- [Written request]: Copy out only the lines of the items below that contain the string "pants", matching case exactly.

*-*-*

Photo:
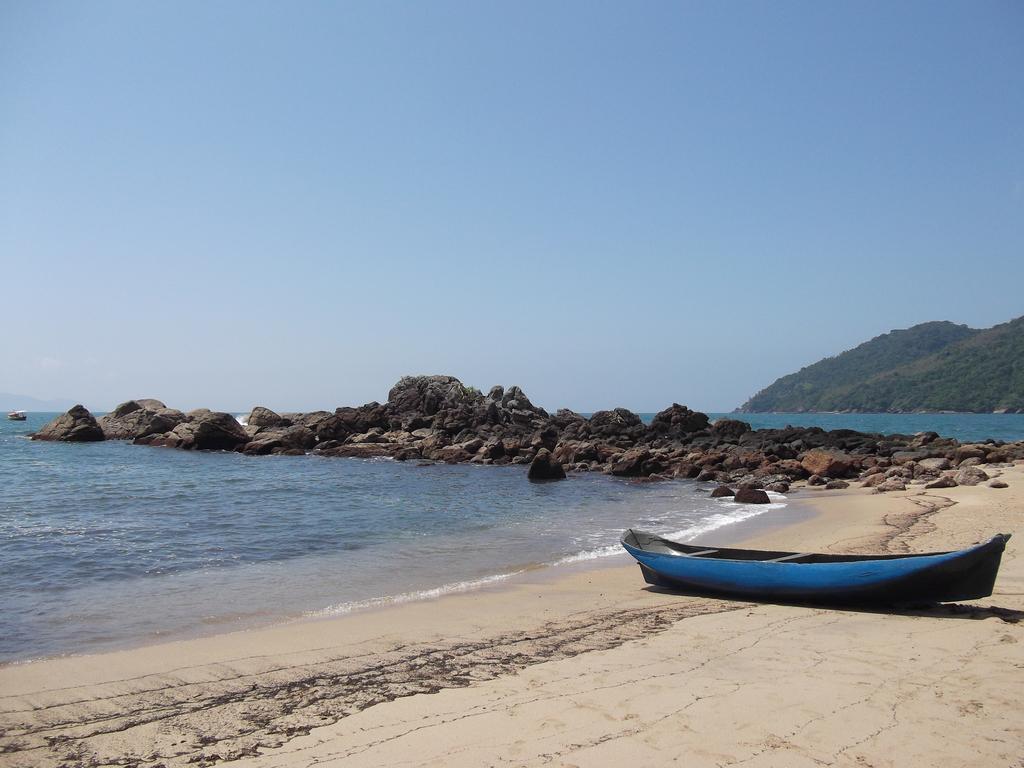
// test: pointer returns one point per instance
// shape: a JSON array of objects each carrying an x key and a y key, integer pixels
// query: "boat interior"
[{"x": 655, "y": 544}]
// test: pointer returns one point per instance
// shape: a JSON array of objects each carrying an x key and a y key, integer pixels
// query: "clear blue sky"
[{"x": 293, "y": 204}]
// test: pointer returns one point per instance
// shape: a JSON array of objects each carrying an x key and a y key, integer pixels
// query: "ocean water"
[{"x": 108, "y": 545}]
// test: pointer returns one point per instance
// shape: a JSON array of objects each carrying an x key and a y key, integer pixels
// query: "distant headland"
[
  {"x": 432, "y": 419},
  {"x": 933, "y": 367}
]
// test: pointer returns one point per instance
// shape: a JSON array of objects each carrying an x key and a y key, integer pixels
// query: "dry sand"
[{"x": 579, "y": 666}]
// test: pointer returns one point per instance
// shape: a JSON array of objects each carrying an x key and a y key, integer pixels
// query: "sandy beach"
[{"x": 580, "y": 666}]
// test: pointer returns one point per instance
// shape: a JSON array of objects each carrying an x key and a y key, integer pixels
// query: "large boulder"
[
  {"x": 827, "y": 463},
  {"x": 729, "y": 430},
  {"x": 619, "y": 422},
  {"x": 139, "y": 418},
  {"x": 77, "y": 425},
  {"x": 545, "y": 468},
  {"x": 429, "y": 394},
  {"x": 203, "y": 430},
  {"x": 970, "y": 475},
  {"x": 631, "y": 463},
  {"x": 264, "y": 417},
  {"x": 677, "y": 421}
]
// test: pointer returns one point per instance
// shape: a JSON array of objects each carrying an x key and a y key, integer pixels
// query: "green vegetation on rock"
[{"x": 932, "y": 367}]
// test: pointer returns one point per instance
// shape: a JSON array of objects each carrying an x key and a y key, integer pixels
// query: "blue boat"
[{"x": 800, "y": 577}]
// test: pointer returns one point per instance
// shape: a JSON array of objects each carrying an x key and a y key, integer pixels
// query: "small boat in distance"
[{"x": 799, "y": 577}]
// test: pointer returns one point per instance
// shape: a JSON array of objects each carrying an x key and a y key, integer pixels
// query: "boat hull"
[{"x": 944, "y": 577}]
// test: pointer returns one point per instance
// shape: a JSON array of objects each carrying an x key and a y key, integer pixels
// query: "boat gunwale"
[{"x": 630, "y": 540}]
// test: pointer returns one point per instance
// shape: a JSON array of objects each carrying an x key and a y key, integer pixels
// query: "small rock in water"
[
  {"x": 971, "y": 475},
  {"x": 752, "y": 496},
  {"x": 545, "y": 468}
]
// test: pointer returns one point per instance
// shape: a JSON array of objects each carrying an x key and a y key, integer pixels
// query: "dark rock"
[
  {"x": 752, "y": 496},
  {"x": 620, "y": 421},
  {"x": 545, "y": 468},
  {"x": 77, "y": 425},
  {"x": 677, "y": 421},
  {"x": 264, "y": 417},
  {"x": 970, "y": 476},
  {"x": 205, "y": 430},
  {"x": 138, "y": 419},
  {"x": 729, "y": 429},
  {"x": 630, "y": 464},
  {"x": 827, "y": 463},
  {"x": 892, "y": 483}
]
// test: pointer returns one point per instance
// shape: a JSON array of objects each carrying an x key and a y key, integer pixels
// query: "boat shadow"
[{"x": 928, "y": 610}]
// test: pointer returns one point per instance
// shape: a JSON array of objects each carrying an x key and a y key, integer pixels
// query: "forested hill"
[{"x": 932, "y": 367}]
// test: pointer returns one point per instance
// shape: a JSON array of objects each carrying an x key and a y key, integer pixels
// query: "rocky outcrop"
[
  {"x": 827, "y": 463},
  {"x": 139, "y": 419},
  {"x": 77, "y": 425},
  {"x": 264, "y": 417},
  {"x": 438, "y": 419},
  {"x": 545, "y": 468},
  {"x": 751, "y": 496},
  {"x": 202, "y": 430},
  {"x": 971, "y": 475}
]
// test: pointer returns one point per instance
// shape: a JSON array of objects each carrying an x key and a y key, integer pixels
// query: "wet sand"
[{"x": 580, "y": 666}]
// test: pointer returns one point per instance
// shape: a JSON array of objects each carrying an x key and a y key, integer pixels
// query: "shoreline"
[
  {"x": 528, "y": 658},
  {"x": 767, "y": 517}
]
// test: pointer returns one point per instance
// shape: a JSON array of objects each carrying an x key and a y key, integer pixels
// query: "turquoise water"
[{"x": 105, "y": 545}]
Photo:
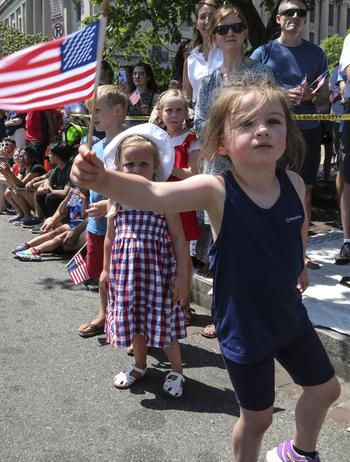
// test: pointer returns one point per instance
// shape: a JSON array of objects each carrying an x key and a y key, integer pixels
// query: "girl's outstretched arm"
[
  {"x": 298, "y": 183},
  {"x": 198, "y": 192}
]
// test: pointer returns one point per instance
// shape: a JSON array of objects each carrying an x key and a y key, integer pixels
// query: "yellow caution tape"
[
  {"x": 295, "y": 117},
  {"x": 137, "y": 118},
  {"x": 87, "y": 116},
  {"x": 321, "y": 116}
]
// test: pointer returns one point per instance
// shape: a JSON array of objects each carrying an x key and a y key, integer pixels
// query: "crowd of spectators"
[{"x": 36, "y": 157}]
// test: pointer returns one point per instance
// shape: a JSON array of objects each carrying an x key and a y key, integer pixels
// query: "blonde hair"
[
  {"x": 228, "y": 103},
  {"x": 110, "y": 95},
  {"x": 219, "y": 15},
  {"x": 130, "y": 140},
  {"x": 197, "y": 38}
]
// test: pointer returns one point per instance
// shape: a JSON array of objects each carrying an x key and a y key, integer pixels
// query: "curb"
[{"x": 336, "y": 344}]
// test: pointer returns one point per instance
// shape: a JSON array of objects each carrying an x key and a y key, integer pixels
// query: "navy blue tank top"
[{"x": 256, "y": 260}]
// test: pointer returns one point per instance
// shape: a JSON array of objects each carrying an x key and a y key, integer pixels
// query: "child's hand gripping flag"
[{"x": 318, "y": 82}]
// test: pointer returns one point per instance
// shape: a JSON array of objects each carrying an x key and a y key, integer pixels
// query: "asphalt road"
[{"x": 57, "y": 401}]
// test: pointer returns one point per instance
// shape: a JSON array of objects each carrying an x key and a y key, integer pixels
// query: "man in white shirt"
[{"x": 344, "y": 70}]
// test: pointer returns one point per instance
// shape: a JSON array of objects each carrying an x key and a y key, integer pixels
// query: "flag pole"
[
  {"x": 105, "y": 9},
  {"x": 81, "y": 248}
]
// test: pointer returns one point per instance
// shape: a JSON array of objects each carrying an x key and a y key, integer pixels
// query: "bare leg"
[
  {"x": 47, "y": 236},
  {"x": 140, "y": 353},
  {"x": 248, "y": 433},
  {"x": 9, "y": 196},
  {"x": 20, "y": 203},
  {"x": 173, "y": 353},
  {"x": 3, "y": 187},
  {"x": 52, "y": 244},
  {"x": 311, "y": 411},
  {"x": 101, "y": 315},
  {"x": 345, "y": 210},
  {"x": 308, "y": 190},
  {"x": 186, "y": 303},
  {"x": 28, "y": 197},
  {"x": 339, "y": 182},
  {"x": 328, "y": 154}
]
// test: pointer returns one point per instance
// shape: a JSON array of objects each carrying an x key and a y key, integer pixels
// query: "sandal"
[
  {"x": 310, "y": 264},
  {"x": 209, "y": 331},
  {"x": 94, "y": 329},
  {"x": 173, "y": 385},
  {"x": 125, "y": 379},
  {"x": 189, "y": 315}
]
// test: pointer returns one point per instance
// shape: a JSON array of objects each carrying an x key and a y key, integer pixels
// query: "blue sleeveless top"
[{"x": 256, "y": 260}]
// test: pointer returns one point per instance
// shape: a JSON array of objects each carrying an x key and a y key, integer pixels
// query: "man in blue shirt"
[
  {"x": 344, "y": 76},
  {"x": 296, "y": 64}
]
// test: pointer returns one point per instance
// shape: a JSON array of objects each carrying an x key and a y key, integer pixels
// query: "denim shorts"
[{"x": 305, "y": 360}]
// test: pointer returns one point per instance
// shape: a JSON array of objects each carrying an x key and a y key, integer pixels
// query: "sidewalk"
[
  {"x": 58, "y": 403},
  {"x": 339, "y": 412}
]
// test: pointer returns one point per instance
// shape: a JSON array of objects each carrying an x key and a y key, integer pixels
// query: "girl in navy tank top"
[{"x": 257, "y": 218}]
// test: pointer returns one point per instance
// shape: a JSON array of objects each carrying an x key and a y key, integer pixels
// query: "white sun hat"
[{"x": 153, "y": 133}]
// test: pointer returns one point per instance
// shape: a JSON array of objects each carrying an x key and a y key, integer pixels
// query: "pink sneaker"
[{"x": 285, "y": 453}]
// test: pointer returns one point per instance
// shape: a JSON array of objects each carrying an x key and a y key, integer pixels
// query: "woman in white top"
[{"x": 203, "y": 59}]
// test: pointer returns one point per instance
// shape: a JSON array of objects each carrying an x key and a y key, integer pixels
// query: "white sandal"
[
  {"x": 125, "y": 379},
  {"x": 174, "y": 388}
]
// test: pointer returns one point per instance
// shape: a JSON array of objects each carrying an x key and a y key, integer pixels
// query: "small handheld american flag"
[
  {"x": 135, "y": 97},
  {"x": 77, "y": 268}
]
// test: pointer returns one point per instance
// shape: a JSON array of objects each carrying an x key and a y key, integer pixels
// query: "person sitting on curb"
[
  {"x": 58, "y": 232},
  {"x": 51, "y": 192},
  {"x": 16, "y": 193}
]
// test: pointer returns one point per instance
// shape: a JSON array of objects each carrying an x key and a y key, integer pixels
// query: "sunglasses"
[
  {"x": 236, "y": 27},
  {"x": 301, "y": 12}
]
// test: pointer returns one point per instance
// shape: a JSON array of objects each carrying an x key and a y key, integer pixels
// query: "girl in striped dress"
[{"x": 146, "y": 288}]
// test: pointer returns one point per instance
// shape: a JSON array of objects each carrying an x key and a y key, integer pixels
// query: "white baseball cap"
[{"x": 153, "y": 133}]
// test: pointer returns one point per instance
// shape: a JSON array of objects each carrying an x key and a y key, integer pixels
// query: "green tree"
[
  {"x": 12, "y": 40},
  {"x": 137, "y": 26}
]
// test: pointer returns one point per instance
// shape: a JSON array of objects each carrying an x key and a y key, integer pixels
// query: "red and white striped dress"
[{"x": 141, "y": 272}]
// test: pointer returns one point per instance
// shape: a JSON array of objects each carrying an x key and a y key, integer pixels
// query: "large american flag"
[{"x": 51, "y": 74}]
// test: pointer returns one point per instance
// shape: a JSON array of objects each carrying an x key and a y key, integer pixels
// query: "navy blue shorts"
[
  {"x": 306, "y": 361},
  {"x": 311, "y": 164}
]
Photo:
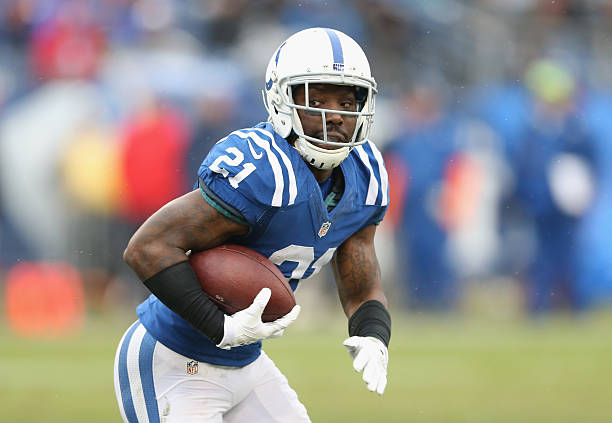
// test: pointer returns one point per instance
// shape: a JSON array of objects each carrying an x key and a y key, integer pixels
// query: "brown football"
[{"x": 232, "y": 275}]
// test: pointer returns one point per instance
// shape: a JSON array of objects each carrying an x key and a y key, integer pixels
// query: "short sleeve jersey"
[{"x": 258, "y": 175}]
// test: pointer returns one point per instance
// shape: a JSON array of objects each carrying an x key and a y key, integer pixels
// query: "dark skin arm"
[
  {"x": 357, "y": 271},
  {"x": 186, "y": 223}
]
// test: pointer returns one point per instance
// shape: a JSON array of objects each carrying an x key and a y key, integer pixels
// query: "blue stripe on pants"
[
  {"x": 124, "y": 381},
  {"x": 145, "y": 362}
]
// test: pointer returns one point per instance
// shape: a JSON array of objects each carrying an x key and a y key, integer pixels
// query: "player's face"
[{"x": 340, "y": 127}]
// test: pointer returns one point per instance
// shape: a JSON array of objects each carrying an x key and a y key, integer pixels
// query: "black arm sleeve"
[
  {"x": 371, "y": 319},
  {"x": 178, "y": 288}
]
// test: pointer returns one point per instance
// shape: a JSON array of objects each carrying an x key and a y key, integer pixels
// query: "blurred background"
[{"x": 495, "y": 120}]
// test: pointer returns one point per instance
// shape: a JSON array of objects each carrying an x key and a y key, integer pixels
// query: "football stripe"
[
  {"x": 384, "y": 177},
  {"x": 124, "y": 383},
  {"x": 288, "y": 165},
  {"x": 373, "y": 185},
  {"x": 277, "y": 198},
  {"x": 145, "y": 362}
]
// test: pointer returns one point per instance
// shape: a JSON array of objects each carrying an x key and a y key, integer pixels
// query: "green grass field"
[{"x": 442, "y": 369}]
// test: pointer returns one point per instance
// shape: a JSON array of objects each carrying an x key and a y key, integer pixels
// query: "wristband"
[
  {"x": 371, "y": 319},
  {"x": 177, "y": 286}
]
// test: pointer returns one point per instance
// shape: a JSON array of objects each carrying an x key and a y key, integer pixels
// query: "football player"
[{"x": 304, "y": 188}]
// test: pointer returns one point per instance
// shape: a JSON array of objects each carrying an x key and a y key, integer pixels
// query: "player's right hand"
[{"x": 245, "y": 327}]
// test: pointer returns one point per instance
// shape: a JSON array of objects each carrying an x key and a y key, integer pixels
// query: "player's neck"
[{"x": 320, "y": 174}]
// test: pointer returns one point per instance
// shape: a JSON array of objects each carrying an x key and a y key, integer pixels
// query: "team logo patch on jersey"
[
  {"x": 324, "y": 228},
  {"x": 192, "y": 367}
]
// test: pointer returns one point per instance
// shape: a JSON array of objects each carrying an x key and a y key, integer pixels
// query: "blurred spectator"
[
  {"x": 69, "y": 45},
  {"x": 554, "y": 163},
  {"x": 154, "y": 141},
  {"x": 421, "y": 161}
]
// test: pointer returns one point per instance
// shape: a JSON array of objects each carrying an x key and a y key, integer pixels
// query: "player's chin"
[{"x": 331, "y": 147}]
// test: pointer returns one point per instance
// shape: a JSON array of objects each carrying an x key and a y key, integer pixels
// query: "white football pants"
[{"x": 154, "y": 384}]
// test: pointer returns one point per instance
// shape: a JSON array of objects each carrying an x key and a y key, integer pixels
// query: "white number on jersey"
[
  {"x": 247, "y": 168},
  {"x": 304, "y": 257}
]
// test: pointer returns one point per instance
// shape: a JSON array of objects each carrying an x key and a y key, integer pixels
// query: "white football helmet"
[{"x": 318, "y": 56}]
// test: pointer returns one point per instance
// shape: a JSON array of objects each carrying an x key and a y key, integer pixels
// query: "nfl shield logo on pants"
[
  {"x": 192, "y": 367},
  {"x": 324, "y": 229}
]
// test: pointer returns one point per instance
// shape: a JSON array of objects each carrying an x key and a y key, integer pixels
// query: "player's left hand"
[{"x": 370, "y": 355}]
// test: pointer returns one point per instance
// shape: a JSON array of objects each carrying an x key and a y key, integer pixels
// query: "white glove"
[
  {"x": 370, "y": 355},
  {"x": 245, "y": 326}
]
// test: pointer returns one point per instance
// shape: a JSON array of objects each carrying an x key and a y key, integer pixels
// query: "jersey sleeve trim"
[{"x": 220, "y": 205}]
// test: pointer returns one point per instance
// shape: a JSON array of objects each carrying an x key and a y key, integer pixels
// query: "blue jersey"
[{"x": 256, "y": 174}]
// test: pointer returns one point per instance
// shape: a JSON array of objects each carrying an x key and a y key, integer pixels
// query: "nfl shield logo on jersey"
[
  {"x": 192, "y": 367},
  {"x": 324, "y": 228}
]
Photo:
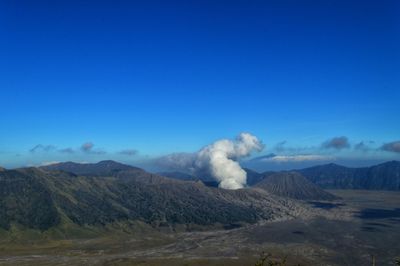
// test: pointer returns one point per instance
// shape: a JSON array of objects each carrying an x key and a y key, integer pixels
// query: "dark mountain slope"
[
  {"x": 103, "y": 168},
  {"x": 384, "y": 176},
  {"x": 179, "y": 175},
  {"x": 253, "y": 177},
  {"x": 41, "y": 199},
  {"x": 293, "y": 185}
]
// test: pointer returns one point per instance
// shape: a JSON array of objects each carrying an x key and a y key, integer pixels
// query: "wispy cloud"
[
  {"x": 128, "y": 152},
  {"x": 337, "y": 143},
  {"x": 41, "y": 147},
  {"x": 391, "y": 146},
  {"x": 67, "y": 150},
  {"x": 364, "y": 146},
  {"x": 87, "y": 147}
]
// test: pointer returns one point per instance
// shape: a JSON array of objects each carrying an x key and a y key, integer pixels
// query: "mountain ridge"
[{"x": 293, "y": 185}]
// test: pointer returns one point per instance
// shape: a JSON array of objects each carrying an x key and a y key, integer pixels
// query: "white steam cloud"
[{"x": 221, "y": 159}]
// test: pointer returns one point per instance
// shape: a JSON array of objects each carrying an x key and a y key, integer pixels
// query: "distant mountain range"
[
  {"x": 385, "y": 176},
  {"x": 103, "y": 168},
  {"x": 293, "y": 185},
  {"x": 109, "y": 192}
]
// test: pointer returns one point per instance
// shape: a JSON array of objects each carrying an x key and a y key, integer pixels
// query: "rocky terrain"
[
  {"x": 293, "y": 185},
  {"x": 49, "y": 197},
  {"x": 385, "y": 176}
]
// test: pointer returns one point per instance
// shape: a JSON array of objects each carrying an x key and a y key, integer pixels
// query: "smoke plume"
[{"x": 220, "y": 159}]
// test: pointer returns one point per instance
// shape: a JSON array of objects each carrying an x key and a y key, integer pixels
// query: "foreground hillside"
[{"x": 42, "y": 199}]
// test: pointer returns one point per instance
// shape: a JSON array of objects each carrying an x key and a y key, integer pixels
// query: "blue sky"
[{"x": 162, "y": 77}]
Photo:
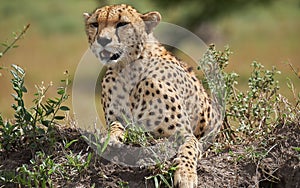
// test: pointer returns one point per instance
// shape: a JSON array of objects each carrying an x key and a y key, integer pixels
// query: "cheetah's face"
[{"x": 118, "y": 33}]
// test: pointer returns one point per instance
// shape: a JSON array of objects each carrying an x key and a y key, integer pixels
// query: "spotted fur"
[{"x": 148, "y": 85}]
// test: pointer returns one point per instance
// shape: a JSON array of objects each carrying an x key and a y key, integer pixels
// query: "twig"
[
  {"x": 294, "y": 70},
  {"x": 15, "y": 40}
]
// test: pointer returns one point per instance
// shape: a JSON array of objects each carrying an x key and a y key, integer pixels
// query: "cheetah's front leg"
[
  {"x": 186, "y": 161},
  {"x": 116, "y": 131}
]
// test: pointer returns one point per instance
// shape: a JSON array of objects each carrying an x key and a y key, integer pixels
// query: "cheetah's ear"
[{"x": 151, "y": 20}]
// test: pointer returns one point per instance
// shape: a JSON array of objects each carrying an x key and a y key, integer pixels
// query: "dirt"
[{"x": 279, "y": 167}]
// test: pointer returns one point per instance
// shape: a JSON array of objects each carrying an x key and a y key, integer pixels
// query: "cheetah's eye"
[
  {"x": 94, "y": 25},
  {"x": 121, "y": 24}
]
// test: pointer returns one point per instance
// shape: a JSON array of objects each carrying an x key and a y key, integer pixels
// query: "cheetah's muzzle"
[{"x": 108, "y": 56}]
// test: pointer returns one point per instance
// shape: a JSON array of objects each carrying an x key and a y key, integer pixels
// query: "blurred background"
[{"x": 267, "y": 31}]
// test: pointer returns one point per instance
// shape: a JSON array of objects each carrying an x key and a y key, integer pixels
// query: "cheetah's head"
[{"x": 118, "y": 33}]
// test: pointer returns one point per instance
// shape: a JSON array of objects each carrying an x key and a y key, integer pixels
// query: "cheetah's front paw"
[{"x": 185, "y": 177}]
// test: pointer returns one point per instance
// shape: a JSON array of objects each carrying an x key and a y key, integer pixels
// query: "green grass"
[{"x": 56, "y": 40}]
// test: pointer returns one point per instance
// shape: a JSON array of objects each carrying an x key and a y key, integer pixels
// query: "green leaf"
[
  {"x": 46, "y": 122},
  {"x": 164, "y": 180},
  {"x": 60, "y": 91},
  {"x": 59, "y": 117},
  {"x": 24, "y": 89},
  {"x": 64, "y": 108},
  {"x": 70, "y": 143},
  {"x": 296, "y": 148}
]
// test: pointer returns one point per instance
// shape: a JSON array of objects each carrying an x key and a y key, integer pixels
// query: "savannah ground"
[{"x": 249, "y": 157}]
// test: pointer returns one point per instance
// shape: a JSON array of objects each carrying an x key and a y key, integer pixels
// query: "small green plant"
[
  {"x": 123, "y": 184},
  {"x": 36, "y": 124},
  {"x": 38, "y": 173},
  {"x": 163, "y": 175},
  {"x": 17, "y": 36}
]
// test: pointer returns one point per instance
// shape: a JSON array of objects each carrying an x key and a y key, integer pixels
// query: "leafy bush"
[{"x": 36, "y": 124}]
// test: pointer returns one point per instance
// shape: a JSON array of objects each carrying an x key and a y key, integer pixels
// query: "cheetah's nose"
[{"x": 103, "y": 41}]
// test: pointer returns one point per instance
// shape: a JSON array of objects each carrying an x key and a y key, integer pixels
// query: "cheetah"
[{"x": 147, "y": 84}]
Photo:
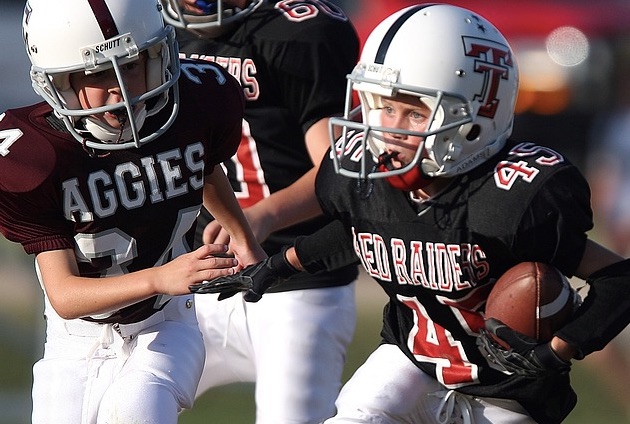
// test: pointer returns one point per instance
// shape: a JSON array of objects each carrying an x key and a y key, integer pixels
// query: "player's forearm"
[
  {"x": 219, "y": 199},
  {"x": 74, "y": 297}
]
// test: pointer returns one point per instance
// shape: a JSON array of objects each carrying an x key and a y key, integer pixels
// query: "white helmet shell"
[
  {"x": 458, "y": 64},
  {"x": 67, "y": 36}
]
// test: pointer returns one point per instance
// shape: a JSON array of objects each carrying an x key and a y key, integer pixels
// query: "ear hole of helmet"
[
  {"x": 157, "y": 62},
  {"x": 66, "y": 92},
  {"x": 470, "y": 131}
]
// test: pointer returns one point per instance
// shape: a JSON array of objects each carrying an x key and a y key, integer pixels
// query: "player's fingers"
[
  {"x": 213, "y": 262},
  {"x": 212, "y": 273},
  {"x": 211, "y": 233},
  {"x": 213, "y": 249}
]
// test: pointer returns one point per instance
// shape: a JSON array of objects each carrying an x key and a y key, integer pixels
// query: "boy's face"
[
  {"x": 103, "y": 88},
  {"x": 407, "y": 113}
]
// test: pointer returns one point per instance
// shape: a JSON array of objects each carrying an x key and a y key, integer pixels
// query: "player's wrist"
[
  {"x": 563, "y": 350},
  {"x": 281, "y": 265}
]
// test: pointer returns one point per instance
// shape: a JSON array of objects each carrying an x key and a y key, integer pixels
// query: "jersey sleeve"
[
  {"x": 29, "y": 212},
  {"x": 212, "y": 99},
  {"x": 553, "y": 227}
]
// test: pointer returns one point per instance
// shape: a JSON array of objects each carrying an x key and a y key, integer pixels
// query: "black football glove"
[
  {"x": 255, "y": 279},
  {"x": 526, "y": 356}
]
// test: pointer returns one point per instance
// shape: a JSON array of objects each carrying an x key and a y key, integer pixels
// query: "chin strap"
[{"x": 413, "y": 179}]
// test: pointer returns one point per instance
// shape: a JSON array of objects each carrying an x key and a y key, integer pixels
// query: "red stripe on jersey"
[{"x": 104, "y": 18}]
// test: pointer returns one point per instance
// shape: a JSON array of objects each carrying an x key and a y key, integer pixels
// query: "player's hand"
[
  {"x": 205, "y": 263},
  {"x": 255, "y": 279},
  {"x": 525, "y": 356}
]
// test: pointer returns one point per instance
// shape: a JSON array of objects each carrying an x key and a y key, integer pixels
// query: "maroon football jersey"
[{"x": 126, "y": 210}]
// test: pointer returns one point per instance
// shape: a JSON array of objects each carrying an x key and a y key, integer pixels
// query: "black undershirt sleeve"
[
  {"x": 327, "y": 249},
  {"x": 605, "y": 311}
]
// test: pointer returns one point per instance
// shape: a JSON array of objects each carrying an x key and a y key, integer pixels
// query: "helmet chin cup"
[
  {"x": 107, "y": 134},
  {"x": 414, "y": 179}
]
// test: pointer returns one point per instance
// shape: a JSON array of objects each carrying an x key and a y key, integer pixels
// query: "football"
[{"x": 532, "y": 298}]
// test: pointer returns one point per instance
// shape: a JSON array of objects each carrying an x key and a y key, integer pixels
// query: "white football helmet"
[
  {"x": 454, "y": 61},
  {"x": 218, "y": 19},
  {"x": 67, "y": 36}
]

*-*-*

- [Written response]:
// query: "blue stripe on pants"
// query: "white football pants"
// query: "nfl shield logo on pants"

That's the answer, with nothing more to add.